» **PROBLEM**: An exact copy of the data is required, with no pictures in it.

Dataset items:
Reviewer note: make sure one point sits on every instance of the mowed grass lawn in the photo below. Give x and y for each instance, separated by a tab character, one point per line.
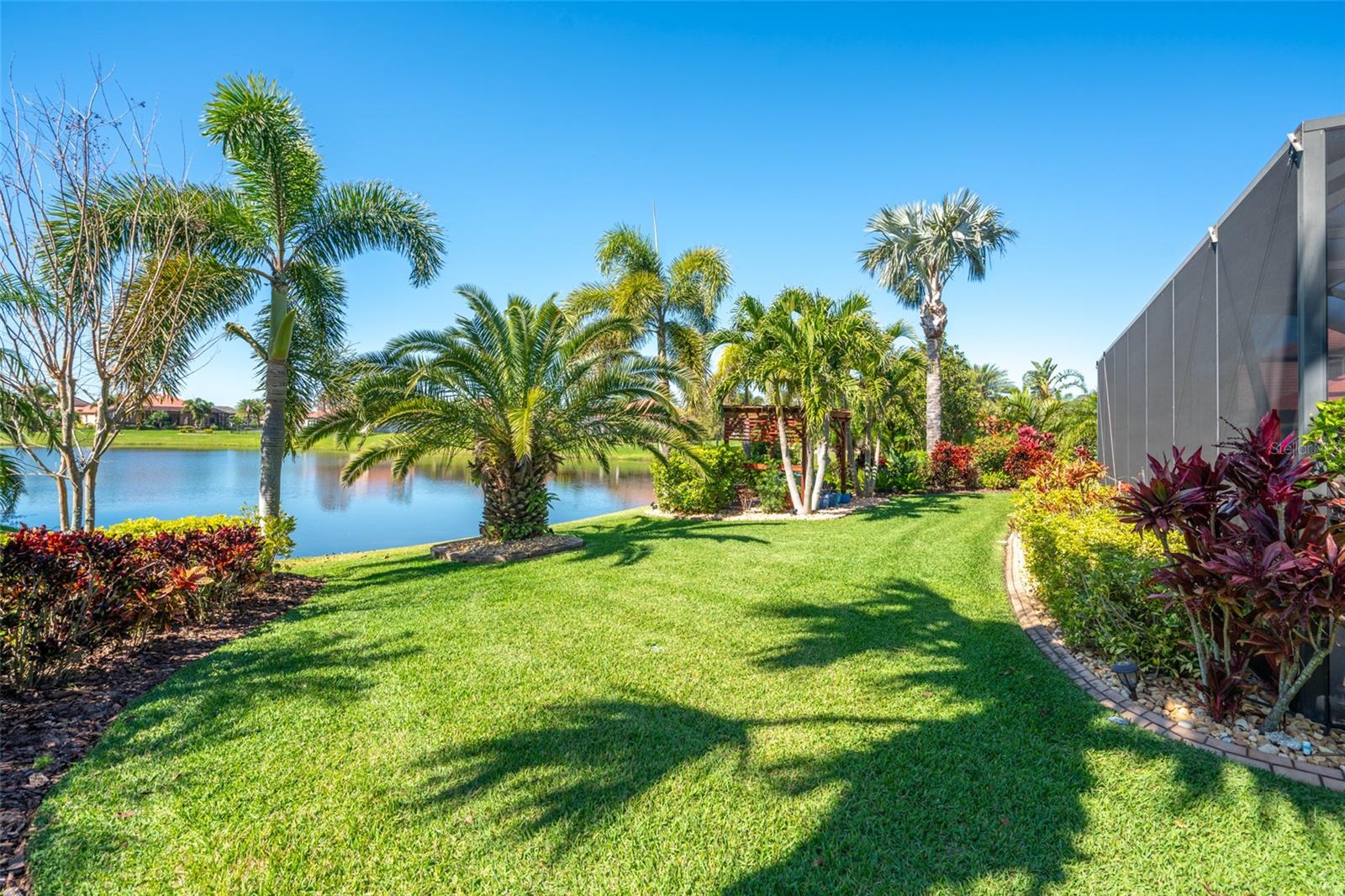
681	708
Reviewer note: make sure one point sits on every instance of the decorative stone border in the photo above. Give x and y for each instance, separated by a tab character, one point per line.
757	515
1015	582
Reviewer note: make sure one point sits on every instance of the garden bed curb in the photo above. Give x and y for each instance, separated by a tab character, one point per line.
1106	693
468	551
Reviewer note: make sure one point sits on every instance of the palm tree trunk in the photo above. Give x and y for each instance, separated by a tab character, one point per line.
871	458
806	456
784	461
515	501
272	439
91	490
934	390
820	472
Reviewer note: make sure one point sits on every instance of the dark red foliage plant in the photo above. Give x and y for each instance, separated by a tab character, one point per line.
952	467
64	593
1254	560
1032	451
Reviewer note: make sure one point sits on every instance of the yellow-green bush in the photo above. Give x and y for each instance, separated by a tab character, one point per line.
1091	571
152	525
683	486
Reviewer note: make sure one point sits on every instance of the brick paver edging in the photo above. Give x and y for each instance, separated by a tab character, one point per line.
1116	701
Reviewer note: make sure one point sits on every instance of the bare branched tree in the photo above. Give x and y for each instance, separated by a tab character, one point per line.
105	286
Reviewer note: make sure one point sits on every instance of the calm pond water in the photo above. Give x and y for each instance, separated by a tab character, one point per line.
434	503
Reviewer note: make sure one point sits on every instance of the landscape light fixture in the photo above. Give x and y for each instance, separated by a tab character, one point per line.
1129	676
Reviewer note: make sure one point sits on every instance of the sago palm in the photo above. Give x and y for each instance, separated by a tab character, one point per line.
915	250
674	304
521	389
289	230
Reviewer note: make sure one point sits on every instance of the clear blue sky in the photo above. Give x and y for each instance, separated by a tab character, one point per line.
1110	134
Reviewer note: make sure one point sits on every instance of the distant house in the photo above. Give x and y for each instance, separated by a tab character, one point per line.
170	405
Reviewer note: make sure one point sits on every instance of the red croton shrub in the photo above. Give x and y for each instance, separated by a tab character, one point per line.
1254	560
952	467
1031	451
62	593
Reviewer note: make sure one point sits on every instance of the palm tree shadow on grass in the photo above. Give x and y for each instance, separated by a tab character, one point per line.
629	541
997	791
994	791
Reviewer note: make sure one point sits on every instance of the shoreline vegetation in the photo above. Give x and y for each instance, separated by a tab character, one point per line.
251	440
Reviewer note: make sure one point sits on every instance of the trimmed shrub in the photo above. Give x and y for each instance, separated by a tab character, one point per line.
995	479
1091	571
701	482
907	472
773	492
952	467
64	593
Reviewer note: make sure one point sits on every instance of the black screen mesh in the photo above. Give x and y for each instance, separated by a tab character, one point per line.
1258	306
1158	333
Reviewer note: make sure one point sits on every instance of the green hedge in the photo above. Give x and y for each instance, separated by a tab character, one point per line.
1091	571
152	525
683	486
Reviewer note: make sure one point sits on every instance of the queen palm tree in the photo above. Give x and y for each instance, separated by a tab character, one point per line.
992	381
251	409
520	389
916	249
1047	380
802	350
289	230
672	304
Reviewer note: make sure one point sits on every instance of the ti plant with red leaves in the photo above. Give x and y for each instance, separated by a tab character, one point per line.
1254	559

» **SOLUTION TO THIS TASK**:
Reviewer note: make sure one point sits on every instance of the mowed grass lawn in the photo below. Give x and y for each instance, separated by a tab character, one point per line.
681	708
Reviewer note: make sure one point sits on every instance of the decorative stone border in the photo above. Give x and y for each instance, separated by a tab character, one point per line.
757	515
1015	582
Reviewer note: make sure one point sits on every instance of the garden bed curb in the photo above. Give x and y for each instance, separated by a tab character, one point per line.
1106	693
468	551
Reviewer note: make sure one point sits on every instance of the palm tree trunk in the photo above. Give x and y for each instance, separated by a tab character, one point per line.
871	458
806	456
784	461
515	501
272	439
91	490
934	390
820	472
Reviewer note: make sure one point sits on every instance of the dark red foliage plant in the photo above. Give x and y for each instance, separated by a tab character, one point per line.
952	467
64	593
1254	560
1032	451
Reviewer note: make sure one point sits on every instance of the yellow-green bush in the photo above. Give x and y for each instance, separated by a tab character, one point per line.
1091	571
152	525
683	486
Reviewer note: make sure one point sits on every instance of the brick paver edging in the photo above. Give x and y for each instance, separated by a tab character, one point per line.
1116	701
Reviewer note: make sure one point sits on every instance of the bare branched tree in the photo above. Give x and y for each instance, separated by a tab character, one point per line.
105	286
Reviewer note: make sure one point sits on every instance of the calm pond water in the photo above. Give x and y for each instance, separated by a tab character, one point per line.
434	503
Reviewer note: make sure one point sits on every instance of the landscape light fixture in the photo above. Give x and y for each instance, separated by a tab character, one point per line.
1129	676
Reviewer note: make sure one point sits on every instance of the sago palm in the photo above. Give x and y for each instance, separated by a tab character, one point per line.
915	250
674	304
521	389
289	230
Reviewer note: make sure one point sits on every instance of the clear blue sky in the photo above. Give x and y for each instance, separated by a tab character, one point per line.
1110	134
Reviewer note: make sure one point sits on every instance of the distant house in the photo above. Give x and y for each instance, separated by a tab character, one point per line.
170	405
Reviewer note: make sure one point sits on every instance of the red croton shrub in the photo above. Give x and y for each instance, separated by a tab character, one point per line.
1254	560
952	467
1031	451
62	593
Reviewer note: make sure one point sits on every instance of the palm tree shadow on grass in the photo above. Give x and y for each instance, separated by a tab character, one point per line.
629	541
997	791
994	791
Reviewer note: make sure one point sits on every instance of the shoreline vegetation in the photo above. Give x and y for each instance, separated by a tab character, one point per line.
251	440
Reviewer note: make sure one point sits on every instance of the trimmed shrub in the photo above. Give x and y for each instance, separated by a tab character, one point per line.
995	479
1091	571
701	482
907	472
773	492
952	467
64	593
Reviewer note: make sure one point sits on every instance of the black screen mesh in the photo above. Give x and y for each instance, separated by a tab character, one point per line.
1258	306
1158	333
Reviewer note: make sure one point sits on every instance of the green hedge in the photo above. Give x and y for each instance, separated by a tab character, one point per line.
1091	571
152	525
683	486
Reviewer note: make sure one point sits on every instance of the queen palm tree in the photo above. Give x and y for each instance, separated by a tab character, one point per line.
992	381
251	409
520	389
916	249
1047	380
802	350
289	230
672	304
Reviewer note: make sure one point sits on every instance of the ti plant with red leaves in the photo above. Give x and y for each instance, separated by a tab character, one point per line.
1254	559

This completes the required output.